━━━━━ PROVIDED RECORDS ━━━━━
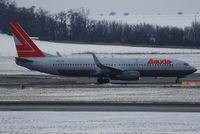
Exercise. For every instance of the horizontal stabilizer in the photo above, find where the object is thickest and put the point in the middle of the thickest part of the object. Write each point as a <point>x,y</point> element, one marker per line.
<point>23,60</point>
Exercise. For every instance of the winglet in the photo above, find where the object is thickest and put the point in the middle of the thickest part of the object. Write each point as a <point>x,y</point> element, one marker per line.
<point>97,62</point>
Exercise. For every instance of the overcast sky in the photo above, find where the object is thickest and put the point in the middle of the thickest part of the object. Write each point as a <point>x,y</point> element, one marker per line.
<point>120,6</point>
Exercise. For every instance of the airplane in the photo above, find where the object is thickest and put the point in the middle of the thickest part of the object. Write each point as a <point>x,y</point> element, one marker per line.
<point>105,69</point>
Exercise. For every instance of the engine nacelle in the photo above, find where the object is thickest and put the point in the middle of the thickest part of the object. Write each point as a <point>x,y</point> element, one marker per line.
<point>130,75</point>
━━━━━
━━━━━ PROVIDED RECORDS ━━━━━
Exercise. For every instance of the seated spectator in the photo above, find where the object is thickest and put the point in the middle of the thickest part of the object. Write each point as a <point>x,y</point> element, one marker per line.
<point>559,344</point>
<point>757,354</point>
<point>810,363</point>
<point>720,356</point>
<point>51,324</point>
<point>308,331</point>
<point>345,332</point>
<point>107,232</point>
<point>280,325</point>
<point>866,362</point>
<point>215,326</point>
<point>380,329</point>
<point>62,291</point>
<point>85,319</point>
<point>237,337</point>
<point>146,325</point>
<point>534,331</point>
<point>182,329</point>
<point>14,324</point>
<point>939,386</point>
━━━━━
Copy out everything from the line containing "Exercise. For every instance of the airplane" down to the line containing "<point>130,75</point>", including both of those lines, and make no changes to any of it.

TASK OUTPUT:
Exercise. For every instance of the airplane in the photo above, find where the object is thickest and put the point in the middle of the thickest part of the object. Write each point as a <point>x,y</point> element, one marker per line.
<point>105,69</point>
Exercise. For every instance of the engine nacelle in the photo above, find where the object is thickest and put the point in the middle of the thickest part of the object. Write each point as a <point>x,y</point> element, one marker per line.
<point>130,75</point>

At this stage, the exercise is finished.